_EXERCISE PROMPT_
Exact duplicates of all the records are needed.

Records from a dataset

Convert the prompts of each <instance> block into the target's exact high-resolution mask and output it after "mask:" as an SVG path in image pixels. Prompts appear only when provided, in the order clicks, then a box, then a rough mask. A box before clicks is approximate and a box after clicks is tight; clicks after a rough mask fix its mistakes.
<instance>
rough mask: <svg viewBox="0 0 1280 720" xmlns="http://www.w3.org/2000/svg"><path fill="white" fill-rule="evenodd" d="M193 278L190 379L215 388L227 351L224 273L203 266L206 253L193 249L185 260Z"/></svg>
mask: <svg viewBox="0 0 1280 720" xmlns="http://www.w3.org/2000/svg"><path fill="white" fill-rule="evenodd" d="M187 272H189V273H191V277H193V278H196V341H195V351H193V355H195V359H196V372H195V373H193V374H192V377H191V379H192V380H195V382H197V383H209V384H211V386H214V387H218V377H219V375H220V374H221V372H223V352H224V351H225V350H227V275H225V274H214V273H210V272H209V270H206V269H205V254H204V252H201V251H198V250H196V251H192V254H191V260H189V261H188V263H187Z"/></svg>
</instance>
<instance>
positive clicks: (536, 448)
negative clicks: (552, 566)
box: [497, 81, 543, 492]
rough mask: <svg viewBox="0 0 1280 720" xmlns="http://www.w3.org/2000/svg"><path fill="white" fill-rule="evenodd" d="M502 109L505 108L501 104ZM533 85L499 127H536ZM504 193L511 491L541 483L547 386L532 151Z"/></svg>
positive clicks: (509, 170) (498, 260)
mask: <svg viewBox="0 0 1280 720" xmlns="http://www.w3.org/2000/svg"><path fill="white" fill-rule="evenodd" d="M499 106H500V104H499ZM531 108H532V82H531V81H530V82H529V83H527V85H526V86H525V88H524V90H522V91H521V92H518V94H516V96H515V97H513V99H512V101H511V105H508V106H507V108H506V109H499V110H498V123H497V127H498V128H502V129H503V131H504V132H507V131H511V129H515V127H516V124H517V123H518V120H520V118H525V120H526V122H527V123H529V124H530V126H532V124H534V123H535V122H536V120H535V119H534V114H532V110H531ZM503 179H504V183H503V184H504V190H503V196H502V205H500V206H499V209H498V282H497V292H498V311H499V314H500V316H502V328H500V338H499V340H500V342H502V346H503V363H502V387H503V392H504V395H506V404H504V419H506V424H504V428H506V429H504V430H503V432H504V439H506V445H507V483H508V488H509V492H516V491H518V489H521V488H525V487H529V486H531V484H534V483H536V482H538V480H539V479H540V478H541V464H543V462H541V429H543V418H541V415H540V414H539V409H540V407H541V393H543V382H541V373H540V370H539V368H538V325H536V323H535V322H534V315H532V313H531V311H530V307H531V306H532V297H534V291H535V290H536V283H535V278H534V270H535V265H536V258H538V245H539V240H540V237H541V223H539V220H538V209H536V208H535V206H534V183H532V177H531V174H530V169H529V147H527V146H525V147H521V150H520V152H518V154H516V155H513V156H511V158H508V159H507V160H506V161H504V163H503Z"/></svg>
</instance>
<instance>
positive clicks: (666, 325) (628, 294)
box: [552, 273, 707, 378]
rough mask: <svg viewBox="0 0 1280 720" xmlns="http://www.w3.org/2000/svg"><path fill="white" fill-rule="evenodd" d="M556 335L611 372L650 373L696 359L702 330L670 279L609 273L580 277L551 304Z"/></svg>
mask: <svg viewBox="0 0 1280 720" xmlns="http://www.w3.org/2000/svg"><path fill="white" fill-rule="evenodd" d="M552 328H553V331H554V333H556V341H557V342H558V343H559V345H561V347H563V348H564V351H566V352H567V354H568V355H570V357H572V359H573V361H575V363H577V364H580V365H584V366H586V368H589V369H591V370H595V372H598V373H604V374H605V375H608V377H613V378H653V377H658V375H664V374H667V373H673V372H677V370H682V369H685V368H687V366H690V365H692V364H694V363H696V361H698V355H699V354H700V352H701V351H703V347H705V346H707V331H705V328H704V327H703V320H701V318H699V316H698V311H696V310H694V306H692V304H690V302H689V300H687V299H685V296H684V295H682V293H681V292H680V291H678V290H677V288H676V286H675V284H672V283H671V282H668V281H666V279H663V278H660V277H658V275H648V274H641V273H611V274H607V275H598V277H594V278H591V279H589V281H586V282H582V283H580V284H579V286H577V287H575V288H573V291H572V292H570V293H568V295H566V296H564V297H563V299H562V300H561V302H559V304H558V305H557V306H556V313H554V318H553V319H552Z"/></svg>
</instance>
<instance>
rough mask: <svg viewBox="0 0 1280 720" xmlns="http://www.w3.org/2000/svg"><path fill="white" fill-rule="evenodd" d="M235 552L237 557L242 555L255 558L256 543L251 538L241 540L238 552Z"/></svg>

_RESPONSE TO THIS TASK_
Convert the prompts of each <instance> block into the target's exact high-resolution mask and output it after "mask:" as an SVG path in image pixels. Prompts appear only when provided, in the order clicks, then a box, then a rough mask. A box before clicks is approximate and a box after clicks is tight; clicks after a rough mask fix its mistakes.
<instance>
rough mask: <svg viewBox="0 0 1280 720" xmlns="http://www.w3.org/2000/svg"><path fill="white" fill-rule="evenodd" d="M193 278L190 379L215 388L227 351L224 273L203 266L206 253L193 249L185 260Z"/></svg>
mask: <svg viewBox="0 0 1280 720" xmlns="http://www.w3.org/2000/svg"><path fill="white" fill-rule="evenodd" d="M187 272H189V273H191V277H193V278H196V341H195V351H193V355H195V359H196V372H195V373H193V374H192V377H191V379H192V380H195V382H197V383H209V384H211V386H214V387H218V377H219V375H220V374H221V372H223V352H224V351H225V350H227V275H225V274H214V273H210V272H209V270H206V269H205V254H204V252H201V251H198V250H196V251H192V254H191V260H189V261H188V263H187Z"/></svg>
</instance>
<instance>
positive clicks: (536, 448)
negative clicks: (552, 566)
box: [497, 81, 543, 492]
rough mask: <svg viewBox="0 0 1280 720" xmlns="http://www.w3.org/2000/svg"><path fill="white" fill-rule="evenodd" d="M502 109L505 108L501 104ZM533 85L499 127H536ZM504 193L511 491L541 483L547 386L532 151Z"/></svg>
positive clicks: (509, 170) (498, 260)
mask: <svg viewBox="0 0 1280 720" xmlns="http://www.w3.org/2000/svg"><path fill="white" fill-rule="evenodd" d="M499 106H500V104H499ZM531 108H532V82H531V81H530V82H529V83H527V85H526V86H525V88H524V90H522V91H521V92H518V94H516V96H515V97H513V99H512V101H511V105H508V106H507V108H506V109H499V110H498V123H497V127H498V128H502V129H503V131H504V132H507V131H511V129H515V127H516V124H517V123H518V120H520V118H525V120H526V122H527V123H529V124H530V126H532V124H534V123H535V122H536V120H535V119H534V114H532V110H531ZM503 179H504V183H503V184H504V190H503V196H502V205H500V206H499V209H498V282H497V292H498V311H499V314H500V316H502V328H500V338H499V340H500V342H502V346H503V363H502V387H503V392H504V395H506V404H504V419H506V424H504V428H506V429H504V430H503V432H504V439H506V445H507V483H508V488H509V492H516V491H518V489H521V488H525V487H529V486H531V484H534V483H536V482H538V480H539V479H540V478H541V464H543V462H541V429H543V418H541V415H540V414H539V409H540V407H541V393H543V382H541V373H540V370H539V368H538V325H536V323H535V322H534V315H532V313H531V311H530V307H531V306H532V297H534V291H535V290H536V283H535V278H534V270H535V265H536V258H538V245H539V240H540V237H541V223H539V220H538V209H536V208H535V206H534V183H532V177H531V174H530V169H529V147H527V146H525V147H521V150H520V152H518V154H516V155H513V156H511V158H508V159H507V160H506V161H504V163H503Z"/></svg>
</instance>
<instance>
positive clicks: (666, 325) (628, 294)
box: [552, 273, 707, 378]
rough mask: <svg viewBox="0 0 1280 720" xmlns="http://www.w3.org/2000/svg"><path fill="white" fill-rule="evenodd" d="M556 335L611 372L650 373L696 359L702 330L670 279L609 273L580 277L551 304Z"/></svg>
mask: <svg viewBox="0 0 1280 720" xmlns="http://www.w3.org/2000/svg"><path fill="white" fill-rule="evenodd" d="M552 328H553V331H554V333H556V341H557V342H558V343H559V345H561V347H563V348H564V351H566V352H567V354H568V355H570V357H572V359H573V361H575V363H577V364H580V365H584V366H586V368H589V369H591V370H595V372H598V373H604V374H605V375H608V377H613V378H653V377H658V375H664V374H667V373H673V372H677V370H682V369H685V368H687V366H690V365H692V364H694V363H696V361H698V355H699V354H700V352H701V351H703V347H705V346H707V331H705V328H704V327H703V320H701V318H699V316H698V311H696V310H694V306H692V304H690V302H689V300H687V299H685V296H684V295H682V293H681V292H680V291H678V290H677V288H676V286H675V284H672V283H671V282H668V281H666V279H663V278H660V277H658V275H648V274H641V273H611V274H607V275H598V277H594V278H591V279H589V281H586V282H582V283H580V284H579V286H577V287H575V288H573V291H572V292H570V293H568V295H566V296H564V297H563V299H562V300H561V302H559V304H558V305H557V306H556V313H554V318H553V319H552Z"/></svg>
</instance>
<instance>
rough mask: <svg viewBox="0 0 1280 720" xmlns="http://www.w3.org/2000/svg"><path fill="white" fill-rule="evenodd" d="M235 552L237 557L242 555L255 558L256 543L251 538L241 540L238 552Z"/></svg>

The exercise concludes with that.